* _Что требуется_:
Ответьте на вопросы по отрывку об Эдит и Марселе, нумеруя ответы так же:
1. Под что Марсель покинул ринг?
2. В каком театре проходил концерт, после которого Эдит грубо оборвала толпу?
3. С каким боксером Марселю Сердану предстояла встреча на всемирном состязании?

* _Предоставленный текст_:
Выбрать главу

- Дай мне еще пожить, Марсель. Дай пожить... И тогда Марсель, удовлетворившись легкими ударами, покинул ринг под неистовый свист публики. Он ушел посрамленный, с ликующим сердцем. Эдит не могла понять, как это случилось.

- Знаешь, Диду, я никогда в жизни не был так счастлив, как в ту минуту, когда меня освистали. Надо быть добрым, Диду! Это хорошо!

А в другой раз, после концерта в театре "А-бэ-сэ", Эдит вышла на улицу в дурном расположении духа, и, когда толпа нахлынула с рукопожатиями, приветствиями и вечными просьбами автографа, она грубо оборвала всех:

- Оставьте меня в покое! В машине Марсель сказал:

- В первый раз, Диду, я в тебе обманулся.

- Я смертельно устала, Марсель... Держусь кончиками нервов...

Марсель взглянул на нее:

- Но ведь эти люди ждали, чтобы взамен твоего автографа принести свою любовь, восхищение и преклонение. Вспомни, как ты в свое время ждала прихода этих людей, и представь себе на мгновение, что ты их ждешь, а они не идут и не придут никогда...

С тех пор Эдит ни разу не отказала в автографе, как бы она ни устала.

Есть еще один занятный эпизод, говорящий о преданности Эдит и о ее детской, фанатической вере в чудеса, которой она очищалась от всей грязи и пороков, пока находилась в той страшной среде.

Однажды перед всемирным состязанием по боксу, где Марселю Сердану предстояла встреча со знаменитым боксером Тони Зале, Эдит предложила Марселю съездить в Лизиё, к базилике святой Терезы, перед которой когда-то бабка Гассион командой из публичного дома вымаливала исцеление для своей внучки.

* _Исходный материал_:

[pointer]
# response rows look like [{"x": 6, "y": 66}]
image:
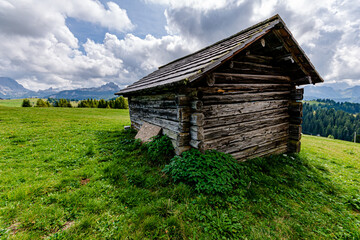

* _Результат выполнения_:
1. Под неистовый свист публики.
2. В театре «А-бэ-сэ».
3. С Тони Зале.